TASK DESCRIPTION
Rewrite the items below with each "instance" changed to "occurrence" and everything else kept the same. Leave the pictures out.

-- BEGIN --

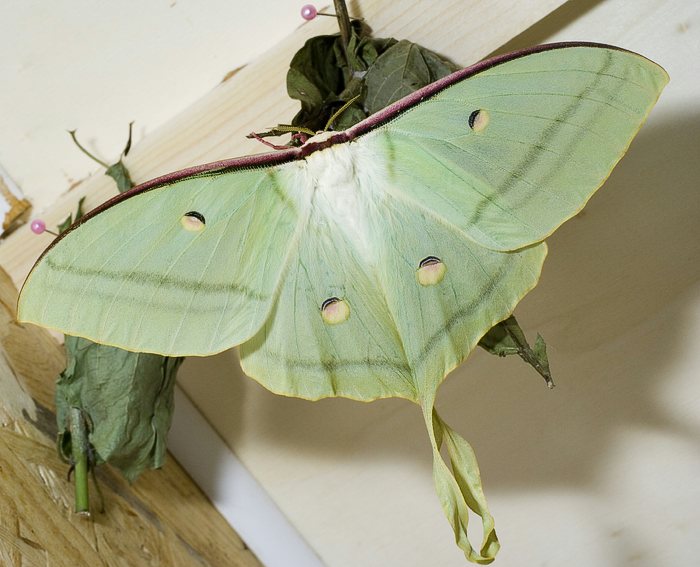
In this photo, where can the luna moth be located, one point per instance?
(366, 263)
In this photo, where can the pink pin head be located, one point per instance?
(38, 226)
(309, 12)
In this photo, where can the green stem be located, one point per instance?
(344, 25)
(79, 444)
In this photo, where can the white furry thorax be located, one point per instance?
(342, 187)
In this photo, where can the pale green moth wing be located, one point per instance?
(367, 263)
(187, 266)
(513, 151)
(393, 335)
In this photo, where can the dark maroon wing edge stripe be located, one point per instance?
(368, 124)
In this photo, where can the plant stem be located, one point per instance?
(79, 445)
(344, 24)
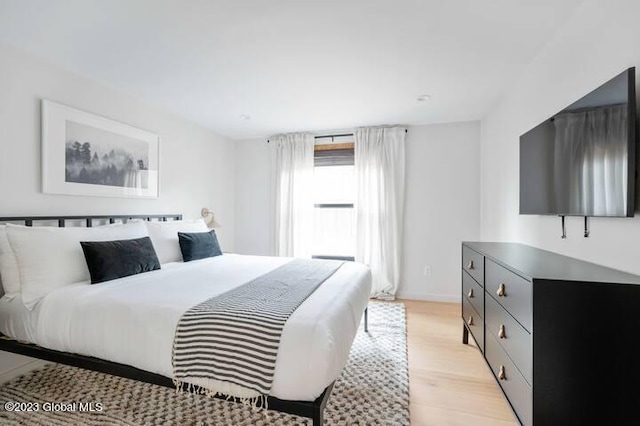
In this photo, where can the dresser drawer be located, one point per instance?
(511, 381)
(472, 291)
(474, 322)
(513, 338)
(510, 290)
(473, 263)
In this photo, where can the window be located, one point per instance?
(334, 196)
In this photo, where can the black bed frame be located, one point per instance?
(310, 409)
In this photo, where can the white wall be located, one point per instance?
(597, 43)
(254, 212)
(442, 204)
(196, 165)
(441, 207)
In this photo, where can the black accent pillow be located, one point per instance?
(109, 260)
(199, 245)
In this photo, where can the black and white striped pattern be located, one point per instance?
(234, 337)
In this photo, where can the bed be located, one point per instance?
(126, 327)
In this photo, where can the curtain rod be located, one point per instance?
(337, 136)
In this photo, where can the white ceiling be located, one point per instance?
(293, 64)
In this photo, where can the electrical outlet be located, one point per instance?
(427, 271)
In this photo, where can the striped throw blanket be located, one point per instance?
(228, 344)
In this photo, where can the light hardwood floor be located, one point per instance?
(449, 383)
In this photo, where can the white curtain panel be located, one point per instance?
(380, 169)
(293, 194)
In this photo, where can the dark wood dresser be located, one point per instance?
(560, 335)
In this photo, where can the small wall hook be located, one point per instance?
(586, 227)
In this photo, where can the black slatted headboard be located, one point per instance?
(88, 220)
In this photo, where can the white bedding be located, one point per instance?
(132, 320)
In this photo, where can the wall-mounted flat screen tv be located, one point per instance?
(582, 161)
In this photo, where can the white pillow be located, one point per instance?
(9, 272)
(164, 236)
(49, 258)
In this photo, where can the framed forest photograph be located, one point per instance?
(85, 154)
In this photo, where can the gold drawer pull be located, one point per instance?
(501, 333)
(502, 290)
(501, 374)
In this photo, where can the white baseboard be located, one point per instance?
(21, 369)
(430, 297)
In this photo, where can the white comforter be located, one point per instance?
(132, 320)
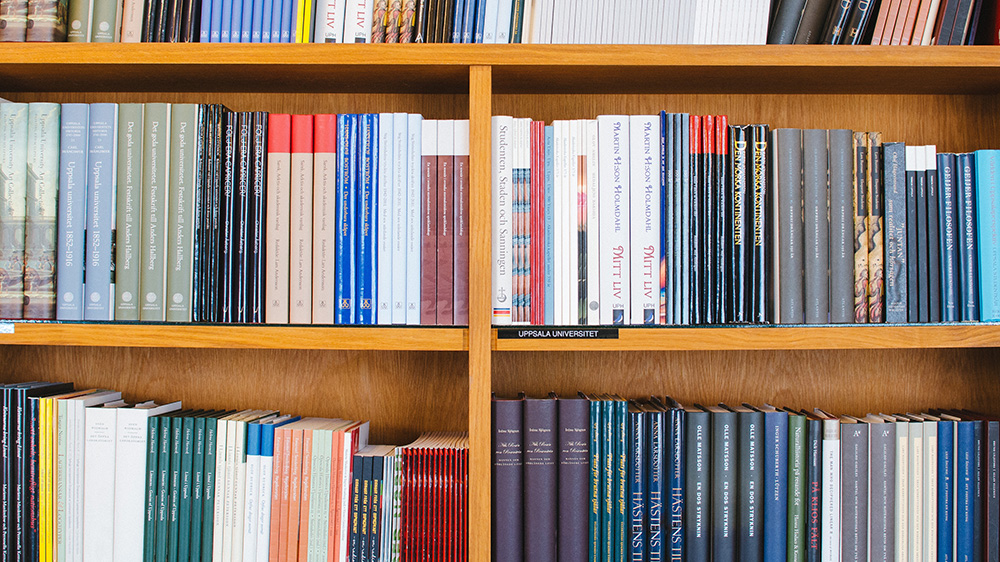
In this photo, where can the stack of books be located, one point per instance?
(678, 219)
(92, 477)
(186, 212)
(599, 477)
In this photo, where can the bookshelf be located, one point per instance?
(408, 380)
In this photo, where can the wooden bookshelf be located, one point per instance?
(408, 380)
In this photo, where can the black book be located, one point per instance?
(241, 225)
(508, 462)
(913, 299)
(573, 478)
(762, 227)
(811, 25)
(540, 479)
(923, 268)
(933, 237)
(697, 482)
(836, 22)
(228, 216)
(738, 228)
(258, 221)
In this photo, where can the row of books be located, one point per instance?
(185, 212)
(597, 477)
(682, 219)
(885, 22)
(88, 476)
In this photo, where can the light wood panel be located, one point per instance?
(402, 393)
(763, 337)
(233, 336)
(843, 381)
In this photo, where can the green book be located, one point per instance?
(152, 276)
(41, 209)
(796, 541)
(184, 139)
(152, 482)
(13, 189)
(128, 253)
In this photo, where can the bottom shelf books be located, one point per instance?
(601, 478)
(90, 477)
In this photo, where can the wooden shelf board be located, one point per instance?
(772, 338)
(234, 336)
(444, 68)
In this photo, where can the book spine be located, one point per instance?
(876, 231)
(324, 208)
(445, 262)
(180, 214)
(968, 254)
(613, 139)
(842, 224)
(41, 210)
(896, 218)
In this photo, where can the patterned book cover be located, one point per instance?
(42, 206)
(876, 218)
(861, 179)
(13, 186)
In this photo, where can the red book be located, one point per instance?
(461, 224)
(428, 222)
(445, 228)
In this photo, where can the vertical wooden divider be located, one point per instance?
(480, 314)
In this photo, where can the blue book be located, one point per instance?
(946, 488)
(987, 207)
(549, 226)
(469, 20)
(477, 34)
(967, 254)
(948, 239)
(205, 32)
(366, 227)
(101, 166)
(775, 483)
(347, 132)
(638, 448)
(73, 140)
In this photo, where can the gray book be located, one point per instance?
(152, 277)
(816, 211)
(789, 170)
(881, 489)
(184, 140)
(854, 490)
(841, 227)
(42, 207)
(894, 178)
(13, 187)
(100, 265)
(128, 252)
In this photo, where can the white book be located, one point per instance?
(383, 250)
(613, 151)
(503, 137)
(132, 434)
(572, 225)
(504, 21)
(330, 21)
(593, 226)
(398, 220)
(324, 221)
(830, 500)
(101, 429)
(644, 172)
(358, 21)
(413, 148)
(278, 193)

-- END --

COMPLETE ANSWER
In this photo, where can the luna moth be located, one point per occurrence?
(366, 263)
In this photo, where can the pink pin head be located, one point per occurrence?
(38, 226)
(309, 12)
In this photo, where can the green stem be located, one point per occurrence?
(344, 25)
(79, 444)
In this photo, where can the white furry thorax be located, one point per occurrence?
(342, 187)
In this photo, where can the pale green moth wing be located, one point per occurrence?
(367, 263)
(187, 266)
(513, 151)
(393, 335)
In this photo, where can the dark maroon wing edge stripe be located, one point per occurrence?
(368, 124)
In this photo, where can the plant stem be located, one point per occurrence?
(79, 445)
(344, 24)
In this photo, where can the dresser drawer be located, one point per occurrence?
(511, 381)
(472, 291)
(474, 322)
(513, 338)
(510, 290)
(473, 263)
In this photo, where can the window be located, one point per occurrence?
(334, 196)
In this photo, where can the black bed frame be located, one point per occurrence?
(310, 409)
In this photo, where can the white wall be located, one point per occurrence?
(597, 43)
(254, 212)
(442, 204)
(196, 165)
(441, 207)
In this photo, where can the black accent pillow be located, one point per occurrence?
(109, 260)
(199, 245)
In this photo, where can the black and white striped pattern be located, one point per occurrence?
(234, 337)
In this photo, where can the bed be located, one point per occurrence?
(126, 327)
In this photo, where can the curtain rod be located, one point per occurrence?
(337, 136)
In this photo, where can the white ceiling be located, one point per occurrence?
(293, 64)
In this photo, where can the electrical outlet be located, one point per occurrence?
(427, 271)
In this photo, where can the striped throw blanket be located, one point per occurrence?
(228, 344)
In this photo, where can the light hardwood floor be located, one point per occurrence?
(449, 383)
In this photo, where can the white curtain panel be located, one point per occurrence?
(380, 169)
(293, 194)
In this photo, where can the dark wood dresser be located, one point per occurrence?
(560, 335)
In this photo, where can the small wall hook be located, one point per occurrence?
(586, 227)
In this photo, where can the black slatted headboard be located, one point per occurrence?
(88, 220)
In this photo, where can the white bedding be located, one point per occurrence?
(132, 320)
In this photo, where can the wall-mounted flat screen tv be located, one point per occurrence?
(582, 161)
In this photo, where can the white pillow be located, one point per occurrence?
(9, 272)
(164, 236)
(49, 258)
In this photo, where can the framed forest photograph be located, one point per occurrence?
(85, 154)
In this photo, where can the gold drawer pull be located, one point per occurrence?
(501, 333)
(502, 290)
(501, 374)
In this photo, where can the white baseboard be located, one point per occurrence?
(21, 369)
(430, 297)
In this photo, where can the white comforter be located, one point per occurrence?
(132, 320)
In this photo, where can the stack of books be located, one point per occurrence?
(678, 219)
(92, 477)
(186, 212)
(599, 477)
In this photo, where can the bookshelf be located, one point per occurrence?
(408, 380)
In this photo, where can the wooden bookshelf be located, one point per occurrence?
(408, 380)
In this photo, where can the black book be located, one point per occurrence?
(241, 225)
(508, 462)
(913, 299)
(573, 478)
(762, 227)
(811, 25)
(540, 479)
(923, 268)
(933, 237)
(697, 482)
(836, 22)
(228, 216)
(738, 228)
(258, 221)
In this photo, where can the row of books be located, one point per occurrence?
(185, 212)
(597, 477)
(682, 219)
(885, 22)
(88, 476)
In this photo, where can the light wood panel be located, one point per occurrence?
(402, 393)
(763, 337)
(233, 336)
(843, 381)
In this photo, where can the green book be located, one point per occurrence?
(152, 276)
(41, 209)
(796, 541)
(184, 139)
(152, 482)
(13, 189)
(128, 253)
In this photo, where can the bottom shelf books be located, one point per occurrence?
(601, 478)
(90, 477)
In this photo, where can the wooden shelf board be located, one point per occurrence?
(772, 338)
(234, 336)
(444, 68)
In this photo, where can the book spine be located, one point per occurrence?
(876, 231)
(324, 208)
(445, 262)
(180, 214)
(968, 254)
(613, 139)
(842, 224)
(41, 210)
(896, 218)
In this photo, where can the patterned book cover be located, one point per occurrence?
(42, 206)
(876, 218)
(861, 179)
(13, 186)
In this photo, where can the red book be located, one point per occurrence?
(461, 224)
(428, 222)
(445, 228)
In this photo, where can the vertical wooden divider be located, one point per occurrence?
(480, 314)
In this photo, where can the blue book be located, one point per occurrence?
(946, 488)
(987, 207)
(549, 226)
(469, 20)
(477, 34)
(967, 254)
(948, 239)
(205, 32)
(366, 227)
(101, 166)
(775, 483)
(347, 132)
(638, 448)
(73, 140)
In this photo, where can the gray book be located, one point per occurrence?
(152, 277)
(816, 211)
(789, 170)
(881, 489)
(184, 140)
(854, 490)
(841, 227)
(42, 207)
(894, 178)
(13, 187)
(100, 265)
(128, 252)
In this photo, where can the white book be located, one point per occurrence?
(383, 250)
(613, 151)
(503, 137)
(132, 434)
(572, 225)
(504, 21)
(330, 21)
(593, 226)
(398, 220)
(324, 221)
(830, 500)
(101, 429)
(644, 172)
(358, 21)
(413, 148)
(278, 193)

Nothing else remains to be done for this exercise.